■ **Задания к выполнению**
• 1. Ответьте на вопросы по фрагменту о бриколаже, приведённому ниже:
(а) Какому понятию Леви-Стросс противопоставил понятие «бриколаж»?
(б) К каким занятиям в прежнем значении применялся глагол bricoler?
(в) По какому принципу, на языке бриколера, собираются и сохраняются элементы?
• 2. Подхватите приведённый ниже фрагмент о бриколаже у Леви-Стросса и продолжите его после последнего предложения.

■ **Фрагмент документа**
◆ ◆ ◆ ◆ ◆

Изучая специфику "первобытного" мышления, К. Леви-Стросс использовал для его описания понятие "бриколаж", противопоставив его понятию "проекта", которое характерно для построения научного мышления. Бриколаж означает складывание кусочков опыта на манер калейдоскопа, где каждый такой кусочек представляет собой определённый образ-символ, заимствованный из прошлого, но в целом кусочки создают всегда новую картинку. "Такую деятельность обычно обозначают словом бриколаж (bricolage). В своём прежнем значении глагол bricoler применяется к игре в мяч, к бильярду, к охоте и верховой езде - обычно чтобы вызвать представления о неожиданном движении: отскакивающего мяча, лошади, сходящей с прямой линии, чтобы обойти препятствие. В наши дни бриколер - это тот, кто творит сам, самостоятельно, используя подручные средства в отличие от средств, используемых специалистом. Однако, суть мифологического мышления состоит в том, чтобы выражать себя с помощью репертуара причудливого по составу, обширного, но всё же ограниченного…Таким образом, мышление оказывается чем-то вроде интеллектуального бриколажа… Бриколер способен выполнить огромное число разнообразных задач. Но в отличие от инженера ни одну из них он не ставит в зависимость от добывания сырья и инструментов… мир его инструментов замкнут и правило игры всегда состоит в том, чтобы устраиваться с помощью "подручных средств", то есть на каждый момент с ограниченной совокупностью причудливо подобранных инструментов и материалов, поскольку составление этой совокупности не соотносится ни с проектом на данное время, ни, впрочем, с каким-либо иным проектом, но есть результат, обусловленный как всеми представляющимися возможностями к обновлению, обогащению наличных запасов, так и использованием остатков предшествующих построек и руин… иначе говоря, если употребить язык бриколера, элементы собираются и сохраняются по принципу "это всегда может сгодиться". Поэтому такие элементы являются полуспециализированными. Этого достаточно, чтобы бриколеру не требовалось оборудования и знаний по всем специальностям, но этого недостаточно, чтобы каждый элемент был подчинён точному и обусловленному использованию"[185].

◆ ◆ ◆ ◆ ◆

Записи из набора данных:
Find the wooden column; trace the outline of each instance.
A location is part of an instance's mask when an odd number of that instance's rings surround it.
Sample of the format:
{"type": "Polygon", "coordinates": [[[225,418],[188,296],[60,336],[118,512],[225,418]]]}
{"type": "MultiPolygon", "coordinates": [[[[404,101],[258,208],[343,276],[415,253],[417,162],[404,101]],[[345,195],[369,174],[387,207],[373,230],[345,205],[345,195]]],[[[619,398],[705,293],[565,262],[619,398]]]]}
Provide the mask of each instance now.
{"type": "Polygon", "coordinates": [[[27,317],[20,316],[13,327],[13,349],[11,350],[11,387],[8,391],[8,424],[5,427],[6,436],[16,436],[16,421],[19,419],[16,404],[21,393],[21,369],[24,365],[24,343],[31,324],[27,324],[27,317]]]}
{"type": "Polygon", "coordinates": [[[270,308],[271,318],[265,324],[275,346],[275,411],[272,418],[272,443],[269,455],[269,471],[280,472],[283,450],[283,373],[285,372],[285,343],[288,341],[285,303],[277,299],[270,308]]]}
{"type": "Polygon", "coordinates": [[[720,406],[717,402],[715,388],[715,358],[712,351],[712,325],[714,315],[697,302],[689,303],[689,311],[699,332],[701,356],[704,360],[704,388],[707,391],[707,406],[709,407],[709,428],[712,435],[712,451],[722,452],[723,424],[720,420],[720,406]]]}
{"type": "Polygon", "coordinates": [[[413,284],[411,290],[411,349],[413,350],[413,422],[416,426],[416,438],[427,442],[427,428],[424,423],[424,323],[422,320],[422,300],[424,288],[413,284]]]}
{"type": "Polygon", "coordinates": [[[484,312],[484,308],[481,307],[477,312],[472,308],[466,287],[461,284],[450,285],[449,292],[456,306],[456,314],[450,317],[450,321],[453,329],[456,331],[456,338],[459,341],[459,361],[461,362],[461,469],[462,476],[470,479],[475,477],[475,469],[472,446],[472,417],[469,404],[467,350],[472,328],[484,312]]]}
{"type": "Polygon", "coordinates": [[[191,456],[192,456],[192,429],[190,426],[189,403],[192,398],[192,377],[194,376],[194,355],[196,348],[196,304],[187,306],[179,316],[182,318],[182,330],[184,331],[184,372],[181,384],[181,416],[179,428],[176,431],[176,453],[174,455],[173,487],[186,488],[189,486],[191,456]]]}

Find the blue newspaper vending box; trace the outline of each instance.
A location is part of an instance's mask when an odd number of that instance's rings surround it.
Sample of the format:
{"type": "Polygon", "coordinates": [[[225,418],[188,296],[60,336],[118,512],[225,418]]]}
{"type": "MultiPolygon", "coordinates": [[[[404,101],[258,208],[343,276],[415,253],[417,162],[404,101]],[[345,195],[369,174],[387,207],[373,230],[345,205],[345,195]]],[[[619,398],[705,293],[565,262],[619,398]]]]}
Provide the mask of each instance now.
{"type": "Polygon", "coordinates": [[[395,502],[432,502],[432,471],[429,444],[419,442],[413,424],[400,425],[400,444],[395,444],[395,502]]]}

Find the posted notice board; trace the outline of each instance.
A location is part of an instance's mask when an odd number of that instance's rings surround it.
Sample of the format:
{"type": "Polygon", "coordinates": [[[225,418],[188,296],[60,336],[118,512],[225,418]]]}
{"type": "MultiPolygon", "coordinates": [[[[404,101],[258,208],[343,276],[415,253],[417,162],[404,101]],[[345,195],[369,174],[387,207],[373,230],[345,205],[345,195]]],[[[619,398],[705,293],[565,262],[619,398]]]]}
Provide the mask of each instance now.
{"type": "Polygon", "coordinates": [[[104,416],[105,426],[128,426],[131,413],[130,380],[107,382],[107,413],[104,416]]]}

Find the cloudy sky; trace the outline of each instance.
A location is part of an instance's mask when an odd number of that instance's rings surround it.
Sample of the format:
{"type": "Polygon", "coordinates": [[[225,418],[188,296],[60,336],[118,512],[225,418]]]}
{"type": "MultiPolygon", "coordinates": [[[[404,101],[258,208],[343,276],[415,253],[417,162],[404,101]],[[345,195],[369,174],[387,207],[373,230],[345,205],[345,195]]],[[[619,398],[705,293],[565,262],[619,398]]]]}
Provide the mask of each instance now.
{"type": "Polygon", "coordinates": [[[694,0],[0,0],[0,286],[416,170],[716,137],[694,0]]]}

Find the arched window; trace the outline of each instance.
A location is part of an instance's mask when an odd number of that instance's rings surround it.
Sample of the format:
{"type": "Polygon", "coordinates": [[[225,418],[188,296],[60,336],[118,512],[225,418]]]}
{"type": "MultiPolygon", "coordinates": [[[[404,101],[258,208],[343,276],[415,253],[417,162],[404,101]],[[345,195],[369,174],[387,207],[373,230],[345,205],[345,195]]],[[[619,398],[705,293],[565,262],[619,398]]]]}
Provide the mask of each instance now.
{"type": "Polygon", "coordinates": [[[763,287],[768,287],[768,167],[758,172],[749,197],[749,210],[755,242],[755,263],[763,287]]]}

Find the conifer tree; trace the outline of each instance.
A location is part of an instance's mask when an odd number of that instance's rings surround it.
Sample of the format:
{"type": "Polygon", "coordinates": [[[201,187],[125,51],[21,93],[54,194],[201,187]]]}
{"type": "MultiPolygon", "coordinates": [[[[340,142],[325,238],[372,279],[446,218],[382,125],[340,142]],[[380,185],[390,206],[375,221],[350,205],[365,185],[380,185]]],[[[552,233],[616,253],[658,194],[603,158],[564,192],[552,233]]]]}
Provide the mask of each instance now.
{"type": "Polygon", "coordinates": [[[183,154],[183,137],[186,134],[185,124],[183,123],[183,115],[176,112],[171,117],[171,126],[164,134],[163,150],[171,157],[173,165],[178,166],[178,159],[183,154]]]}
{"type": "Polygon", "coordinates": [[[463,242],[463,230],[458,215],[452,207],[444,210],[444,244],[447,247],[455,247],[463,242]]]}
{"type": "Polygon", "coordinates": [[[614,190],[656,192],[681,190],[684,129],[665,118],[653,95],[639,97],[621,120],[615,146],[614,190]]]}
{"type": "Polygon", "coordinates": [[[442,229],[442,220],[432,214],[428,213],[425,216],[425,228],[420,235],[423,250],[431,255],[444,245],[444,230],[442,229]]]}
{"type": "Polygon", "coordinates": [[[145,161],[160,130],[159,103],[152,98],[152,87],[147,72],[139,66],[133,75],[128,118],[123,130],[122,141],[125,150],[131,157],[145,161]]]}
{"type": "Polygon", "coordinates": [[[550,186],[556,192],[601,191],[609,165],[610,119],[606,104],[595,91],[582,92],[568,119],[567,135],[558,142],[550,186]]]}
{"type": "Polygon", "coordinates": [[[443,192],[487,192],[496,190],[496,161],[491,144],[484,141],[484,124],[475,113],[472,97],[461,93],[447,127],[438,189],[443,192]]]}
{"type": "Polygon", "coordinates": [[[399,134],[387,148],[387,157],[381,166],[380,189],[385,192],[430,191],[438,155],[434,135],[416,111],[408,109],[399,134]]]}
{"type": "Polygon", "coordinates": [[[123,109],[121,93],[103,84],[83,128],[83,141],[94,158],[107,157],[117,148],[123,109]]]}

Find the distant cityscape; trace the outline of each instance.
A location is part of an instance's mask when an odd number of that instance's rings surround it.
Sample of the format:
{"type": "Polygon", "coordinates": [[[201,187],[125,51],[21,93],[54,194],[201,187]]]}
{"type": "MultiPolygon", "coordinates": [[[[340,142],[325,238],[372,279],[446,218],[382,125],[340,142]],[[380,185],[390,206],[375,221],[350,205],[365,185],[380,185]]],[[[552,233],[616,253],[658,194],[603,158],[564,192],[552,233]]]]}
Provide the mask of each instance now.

◆ ◆ ◆ ◆ ◆

■ **Ответы по заданиям**
• 1.
(а) Понятию «проекта», которое характерно для построения научного мышления.
(б) К игре в мяч, к бильярду, к охоте и верховой езде.
(в) По принципу «это всегда может сгодиться».

• 2.
Далее, замечая, что, в отличие от учёного, который мыслит понятиями, бриколер мыслит ("оперирует") знаками, К. Леви-Стросс пишет: "Знак допускает и даже требует, чтобы определённый план человеческого был инкорпорирован в эту реальность, то есть знак, согласно строгому и трудно переводимому выражению Пирса "кому-то адресован.""[186]
Понятие бриколажа, столь удачно введённое К. Леви-Строссом, прекрасно вписывается в мифопоэтическую картину изменчивого небезразличного мира, особенно с учётом приведённого положения Пирса. Но всё же образ бриколёрского калейдоскопа требует некоторого дополнения. Ибо он не учитывает, вернее, не акцентирует внимания на двух моментах, довольно-таки существенных в данном случае.
Во-первых, при таком рассмотрении мифопоэтики не замечается, что изменение картинки каждый раз изменяет её составляющие, наделяя их новым звучанием. Ведь в мифопоэтическом мировосприятии "кусочки опыта" не остаются прежними, как в калейдоскопе или в наборе инструментов бриколера, но меняются сообразно картинке. Иными словами, взаимосвязь части и целого здесь ближе к органической, нежели к механической, как это получается в случае, описанном К. Леви-Строссом.
Во-вторых, "набор инструментов" постоянно пополняется, ибо с появлением новых образов старые не исчезают, а, напротив, лишь множатся в видоизменениях.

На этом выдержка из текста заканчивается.